• **WHAT TO DO**: Show each line below that contains the word "side", copying it whole. Case counts when matching.
━━ RECORDS TO PROCESS
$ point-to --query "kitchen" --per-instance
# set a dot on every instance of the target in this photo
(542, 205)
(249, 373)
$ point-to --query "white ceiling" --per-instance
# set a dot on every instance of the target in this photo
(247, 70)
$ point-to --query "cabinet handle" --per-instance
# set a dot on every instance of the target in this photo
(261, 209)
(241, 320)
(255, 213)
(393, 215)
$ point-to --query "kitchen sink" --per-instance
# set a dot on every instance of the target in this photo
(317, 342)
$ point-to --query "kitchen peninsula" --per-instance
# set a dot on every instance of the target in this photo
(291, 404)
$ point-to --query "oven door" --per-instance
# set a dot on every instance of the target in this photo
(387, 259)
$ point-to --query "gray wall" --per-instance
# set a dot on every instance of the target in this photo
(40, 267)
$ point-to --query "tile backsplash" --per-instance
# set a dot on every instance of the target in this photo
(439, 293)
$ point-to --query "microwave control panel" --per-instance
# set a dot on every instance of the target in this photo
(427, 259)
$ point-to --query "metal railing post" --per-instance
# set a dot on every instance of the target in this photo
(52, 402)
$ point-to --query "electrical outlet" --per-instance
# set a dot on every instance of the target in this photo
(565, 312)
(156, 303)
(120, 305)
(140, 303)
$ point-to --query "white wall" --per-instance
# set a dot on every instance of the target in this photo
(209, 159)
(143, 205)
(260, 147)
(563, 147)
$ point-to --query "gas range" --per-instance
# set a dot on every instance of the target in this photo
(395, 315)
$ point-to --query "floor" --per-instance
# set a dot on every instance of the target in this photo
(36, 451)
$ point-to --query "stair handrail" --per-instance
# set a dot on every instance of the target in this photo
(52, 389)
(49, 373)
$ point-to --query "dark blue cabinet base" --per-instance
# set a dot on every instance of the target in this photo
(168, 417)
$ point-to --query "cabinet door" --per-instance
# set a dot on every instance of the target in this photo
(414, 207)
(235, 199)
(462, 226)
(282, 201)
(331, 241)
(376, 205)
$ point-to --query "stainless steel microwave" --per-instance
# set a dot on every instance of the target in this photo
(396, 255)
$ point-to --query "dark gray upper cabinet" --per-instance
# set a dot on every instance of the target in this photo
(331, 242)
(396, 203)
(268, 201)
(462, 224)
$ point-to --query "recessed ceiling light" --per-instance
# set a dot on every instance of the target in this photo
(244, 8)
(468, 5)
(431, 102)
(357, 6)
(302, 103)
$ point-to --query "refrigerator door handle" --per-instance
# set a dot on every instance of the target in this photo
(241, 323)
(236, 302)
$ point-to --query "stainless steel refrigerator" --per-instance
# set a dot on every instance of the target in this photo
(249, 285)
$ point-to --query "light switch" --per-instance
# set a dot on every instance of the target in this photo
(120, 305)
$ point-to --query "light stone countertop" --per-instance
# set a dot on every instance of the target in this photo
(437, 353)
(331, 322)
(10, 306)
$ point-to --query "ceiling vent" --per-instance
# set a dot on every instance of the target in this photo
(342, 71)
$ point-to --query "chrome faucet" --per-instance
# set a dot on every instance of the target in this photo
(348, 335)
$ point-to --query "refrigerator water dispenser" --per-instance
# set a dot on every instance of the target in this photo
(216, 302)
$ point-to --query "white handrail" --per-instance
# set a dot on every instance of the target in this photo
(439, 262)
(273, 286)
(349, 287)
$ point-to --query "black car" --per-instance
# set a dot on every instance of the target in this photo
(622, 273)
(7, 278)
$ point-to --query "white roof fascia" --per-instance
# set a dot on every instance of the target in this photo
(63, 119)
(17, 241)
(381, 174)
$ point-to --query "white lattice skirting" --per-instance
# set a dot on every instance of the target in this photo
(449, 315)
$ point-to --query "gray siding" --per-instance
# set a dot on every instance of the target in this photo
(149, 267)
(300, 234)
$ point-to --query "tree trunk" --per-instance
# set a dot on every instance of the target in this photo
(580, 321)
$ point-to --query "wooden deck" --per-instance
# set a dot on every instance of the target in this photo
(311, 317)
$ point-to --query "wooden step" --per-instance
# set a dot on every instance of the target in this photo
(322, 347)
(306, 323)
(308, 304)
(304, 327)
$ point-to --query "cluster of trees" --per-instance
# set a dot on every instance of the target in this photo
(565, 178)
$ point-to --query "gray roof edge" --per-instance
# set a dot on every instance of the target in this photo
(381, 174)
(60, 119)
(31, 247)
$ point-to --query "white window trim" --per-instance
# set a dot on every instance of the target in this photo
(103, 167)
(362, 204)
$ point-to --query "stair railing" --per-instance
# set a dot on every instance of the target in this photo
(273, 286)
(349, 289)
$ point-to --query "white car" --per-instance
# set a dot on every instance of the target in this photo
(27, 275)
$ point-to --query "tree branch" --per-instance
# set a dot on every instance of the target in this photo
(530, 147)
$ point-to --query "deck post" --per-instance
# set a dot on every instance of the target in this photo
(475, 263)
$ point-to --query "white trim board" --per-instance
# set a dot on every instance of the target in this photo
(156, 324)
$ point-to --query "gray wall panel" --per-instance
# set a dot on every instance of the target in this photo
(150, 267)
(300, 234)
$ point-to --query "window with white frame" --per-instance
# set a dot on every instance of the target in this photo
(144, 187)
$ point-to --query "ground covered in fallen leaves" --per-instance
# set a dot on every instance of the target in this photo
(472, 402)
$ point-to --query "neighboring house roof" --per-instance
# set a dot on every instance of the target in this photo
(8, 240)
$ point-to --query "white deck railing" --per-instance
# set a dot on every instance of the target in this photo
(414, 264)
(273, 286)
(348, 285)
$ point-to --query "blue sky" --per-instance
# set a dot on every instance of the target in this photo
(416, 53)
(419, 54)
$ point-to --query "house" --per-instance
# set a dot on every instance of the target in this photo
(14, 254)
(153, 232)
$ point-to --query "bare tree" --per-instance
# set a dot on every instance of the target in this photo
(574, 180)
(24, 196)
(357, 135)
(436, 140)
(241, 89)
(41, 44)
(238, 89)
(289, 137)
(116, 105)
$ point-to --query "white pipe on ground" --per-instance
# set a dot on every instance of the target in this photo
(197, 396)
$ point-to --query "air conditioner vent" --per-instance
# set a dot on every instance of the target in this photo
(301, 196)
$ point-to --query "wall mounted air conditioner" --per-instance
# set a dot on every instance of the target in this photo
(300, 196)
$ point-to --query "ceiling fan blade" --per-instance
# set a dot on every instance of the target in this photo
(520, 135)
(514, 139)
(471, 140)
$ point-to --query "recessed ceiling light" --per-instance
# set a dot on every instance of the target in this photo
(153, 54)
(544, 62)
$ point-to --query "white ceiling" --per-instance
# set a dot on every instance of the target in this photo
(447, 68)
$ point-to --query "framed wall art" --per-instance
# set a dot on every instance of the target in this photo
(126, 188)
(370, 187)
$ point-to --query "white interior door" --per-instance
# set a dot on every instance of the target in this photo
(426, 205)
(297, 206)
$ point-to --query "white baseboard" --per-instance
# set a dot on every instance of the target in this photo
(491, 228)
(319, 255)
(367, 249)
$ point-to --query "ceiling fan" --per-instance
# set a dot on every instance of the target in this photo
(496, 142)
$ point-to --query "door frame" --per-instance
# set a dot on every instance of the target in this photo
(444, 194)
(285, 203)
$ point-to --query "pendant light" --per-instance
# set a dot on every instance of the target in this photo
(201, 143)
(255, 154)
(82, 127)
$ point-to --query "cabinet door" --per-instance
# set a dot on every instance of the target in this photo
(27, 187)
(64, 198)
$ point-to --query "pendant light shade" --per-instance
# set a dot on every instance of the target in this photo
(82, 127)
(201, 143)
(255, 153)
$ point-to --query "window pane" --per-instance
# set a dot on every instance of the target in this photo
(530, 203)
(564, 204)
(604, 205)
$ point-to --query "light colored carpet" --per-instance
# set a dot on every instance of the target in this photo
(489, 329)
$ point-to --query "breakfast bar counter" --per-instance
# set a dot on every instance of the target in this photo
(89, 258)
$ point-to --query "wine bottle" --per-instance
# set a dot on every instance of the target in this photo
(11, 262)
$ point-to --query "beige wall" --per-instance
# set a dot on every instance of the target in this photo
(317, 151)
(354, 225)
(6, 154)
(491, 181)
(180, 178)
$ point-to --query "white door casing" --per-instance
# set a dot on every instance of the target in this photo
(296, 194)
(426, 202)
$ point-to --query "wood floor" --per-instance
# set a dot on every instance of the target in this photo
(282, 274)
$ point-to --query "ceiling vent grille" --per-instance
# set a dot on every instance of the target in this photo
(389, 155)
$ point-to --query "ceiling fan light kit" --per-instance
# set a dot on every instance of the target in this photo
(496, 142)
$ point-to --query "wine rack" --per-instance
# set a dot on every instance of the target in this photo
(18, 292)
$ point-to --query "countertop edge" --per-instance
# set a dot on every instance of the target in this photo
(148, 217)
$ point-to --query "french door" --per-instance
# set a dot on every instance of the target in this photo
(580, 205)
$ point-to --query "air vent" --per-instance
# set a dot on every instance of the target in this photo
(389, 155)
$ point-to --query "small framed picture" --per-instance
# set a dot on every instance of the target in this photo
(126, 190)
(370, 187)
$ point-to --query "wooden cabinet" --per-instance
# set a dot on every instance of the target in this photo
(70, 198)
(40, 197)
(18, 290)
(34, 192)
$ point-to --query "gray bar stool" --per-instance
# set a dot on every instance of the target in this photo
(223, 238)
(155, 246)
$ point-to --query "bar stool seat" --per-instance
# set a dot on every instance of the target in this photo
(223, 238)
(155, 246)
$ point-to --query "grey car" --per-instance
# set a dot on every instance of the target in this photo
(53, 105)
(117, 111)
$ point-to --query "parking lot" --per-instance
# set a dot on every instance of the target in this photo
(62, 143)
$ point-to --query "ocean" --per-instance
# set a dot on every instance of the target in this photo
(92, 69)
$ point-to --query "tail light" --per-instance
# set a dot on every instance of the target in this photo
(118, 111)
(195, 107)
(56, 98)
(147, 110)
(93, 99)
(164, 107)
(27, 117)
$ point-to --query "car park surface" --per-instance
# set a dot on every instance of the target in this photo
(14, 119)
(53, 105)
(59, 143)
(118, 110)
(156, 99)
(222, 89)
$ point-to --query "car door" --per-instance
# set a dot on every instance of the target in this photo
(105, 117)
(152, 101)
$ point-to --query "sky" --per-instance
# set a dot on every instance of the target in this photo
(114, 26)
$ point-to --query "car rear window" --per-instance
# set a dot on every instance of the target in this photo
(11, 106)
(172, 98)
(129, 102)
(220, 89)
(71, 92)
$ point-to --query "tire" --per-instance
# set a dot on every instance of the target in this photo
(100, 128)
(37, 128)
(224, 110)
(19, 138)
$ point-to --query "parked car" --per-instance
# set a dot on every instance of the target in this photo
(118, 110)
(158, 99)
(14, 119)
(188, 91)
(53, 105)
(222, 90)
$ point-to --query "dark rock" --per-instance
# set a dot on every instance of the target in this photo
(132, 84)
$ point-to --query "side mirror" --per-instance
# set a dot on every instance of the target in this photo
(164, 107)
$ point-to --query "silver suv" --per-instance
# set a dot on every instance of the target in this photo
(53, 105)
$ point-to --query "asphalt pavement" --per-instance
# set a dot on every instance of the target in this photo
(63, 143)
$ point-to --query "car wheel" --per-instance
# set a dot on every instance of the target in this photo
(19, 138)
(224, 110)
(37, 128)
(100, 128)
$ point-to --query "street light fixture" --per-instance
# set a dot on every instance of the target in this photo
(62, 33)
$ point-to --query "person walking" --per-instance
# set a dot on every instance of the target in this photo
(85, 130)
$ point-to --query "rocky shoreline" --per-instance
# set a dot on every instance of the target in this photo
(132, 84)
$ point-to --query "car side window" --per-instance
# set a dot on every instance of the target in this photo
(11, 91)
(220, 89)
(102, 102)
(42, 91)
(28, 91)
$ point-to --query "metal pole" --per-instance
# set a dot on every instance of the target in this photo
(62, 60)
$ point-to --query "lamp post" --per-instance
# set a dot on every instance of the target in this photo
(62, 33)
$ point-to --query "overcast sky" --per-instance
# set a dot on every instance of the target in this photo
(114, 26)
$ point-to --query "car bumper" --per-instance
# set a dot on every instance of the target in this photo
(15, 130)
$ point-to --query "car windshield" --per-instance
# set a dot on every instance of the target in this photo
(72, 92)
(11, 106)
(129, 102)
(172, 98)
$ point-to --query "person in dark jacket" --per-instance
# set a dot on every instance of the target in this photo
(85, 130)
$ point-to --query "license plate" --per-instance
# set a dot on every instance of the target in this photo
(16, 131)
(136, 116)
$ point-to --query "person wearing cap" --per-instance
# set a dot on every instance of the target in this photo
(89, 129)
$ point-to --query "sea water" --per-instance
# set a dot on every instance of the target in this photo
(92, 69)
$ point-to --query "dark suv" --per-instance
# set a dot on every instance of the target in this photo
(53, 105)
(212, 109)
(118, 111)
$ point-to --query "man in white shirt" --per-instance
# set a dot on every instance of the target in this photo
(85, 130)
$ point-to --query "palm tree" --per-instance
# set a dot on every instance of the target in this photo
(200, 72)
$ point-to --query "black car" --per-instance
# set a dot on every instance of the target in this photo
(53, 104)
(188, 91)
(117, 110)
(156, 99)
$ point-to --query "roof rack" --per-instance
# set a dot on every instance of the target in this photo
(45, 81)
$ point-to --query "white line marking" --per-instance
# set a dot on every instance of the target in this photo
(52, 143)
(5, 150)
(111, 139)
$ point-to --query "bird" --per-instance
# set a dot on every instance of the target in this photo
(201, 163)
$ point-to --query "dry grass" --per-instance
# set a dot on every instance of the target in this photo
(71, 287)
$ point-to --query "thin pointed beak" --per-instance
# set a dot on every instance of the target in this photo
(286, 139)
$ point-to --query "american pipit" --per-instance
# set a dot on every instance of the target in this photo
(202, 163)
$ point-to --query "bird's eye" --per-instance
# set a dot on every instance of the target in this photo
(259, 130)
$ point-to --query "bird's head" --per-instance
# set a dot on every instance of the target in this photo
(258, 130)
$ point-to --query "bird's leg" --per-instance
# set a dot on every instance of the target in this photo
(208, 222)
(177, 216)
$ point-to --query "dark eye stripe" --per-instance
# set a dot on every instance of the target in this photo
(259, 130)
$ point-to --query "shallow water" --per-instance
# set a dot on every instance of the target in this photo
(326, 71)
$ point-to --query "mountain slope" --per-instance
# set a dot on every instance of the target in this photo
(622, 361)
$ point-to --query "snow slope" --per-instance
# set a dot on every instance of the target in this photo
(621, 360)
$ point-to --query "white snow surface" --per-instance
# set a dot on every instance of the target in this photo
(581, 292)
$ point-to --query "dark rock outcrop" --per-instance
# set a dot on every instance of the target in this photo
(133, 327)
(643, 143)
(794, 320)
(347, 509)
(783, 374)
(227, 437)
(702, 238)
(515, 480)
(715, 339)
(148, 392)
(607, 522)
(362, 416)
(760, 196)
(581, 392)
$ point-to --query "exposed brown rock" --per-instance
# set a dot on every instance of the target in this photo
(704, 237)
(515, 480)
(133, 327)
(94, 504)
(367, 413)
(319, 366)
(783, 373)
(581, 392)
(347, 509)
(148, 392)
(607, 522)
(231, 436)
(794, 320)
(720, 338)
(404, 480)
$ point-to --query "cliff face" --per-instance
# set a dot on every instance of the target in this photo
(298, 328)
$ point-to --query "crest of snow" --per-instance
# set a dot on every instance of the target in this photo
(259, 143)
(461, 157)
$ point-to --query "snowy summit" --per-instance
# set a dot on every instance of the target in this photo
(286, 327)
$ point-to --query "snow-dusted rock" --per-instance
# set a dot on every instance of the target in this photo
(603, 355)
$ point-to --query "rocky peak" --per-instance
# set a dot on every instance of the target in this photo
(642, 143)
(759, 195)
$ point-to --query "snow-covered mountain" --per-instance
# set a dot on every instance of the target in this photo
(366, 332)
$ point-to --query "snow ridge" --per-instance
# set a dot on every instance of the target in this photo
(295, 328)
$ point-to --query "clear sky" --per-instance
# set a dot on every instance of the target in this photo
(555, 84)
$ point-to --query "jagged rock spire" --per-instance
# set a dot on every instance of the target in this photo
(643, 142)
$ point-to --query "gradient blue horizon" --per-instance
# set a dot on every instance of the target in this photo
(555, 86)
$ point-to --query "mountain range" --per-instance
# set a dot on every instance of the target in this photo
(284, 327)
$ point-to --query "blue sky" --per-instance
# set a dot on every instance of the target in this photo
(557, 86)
━━━━
• **ANSWER TO THIS EXERCISE**:
$ point-to --query "side mirror" --per-instance
$ point-to --query "car side window" --per-instance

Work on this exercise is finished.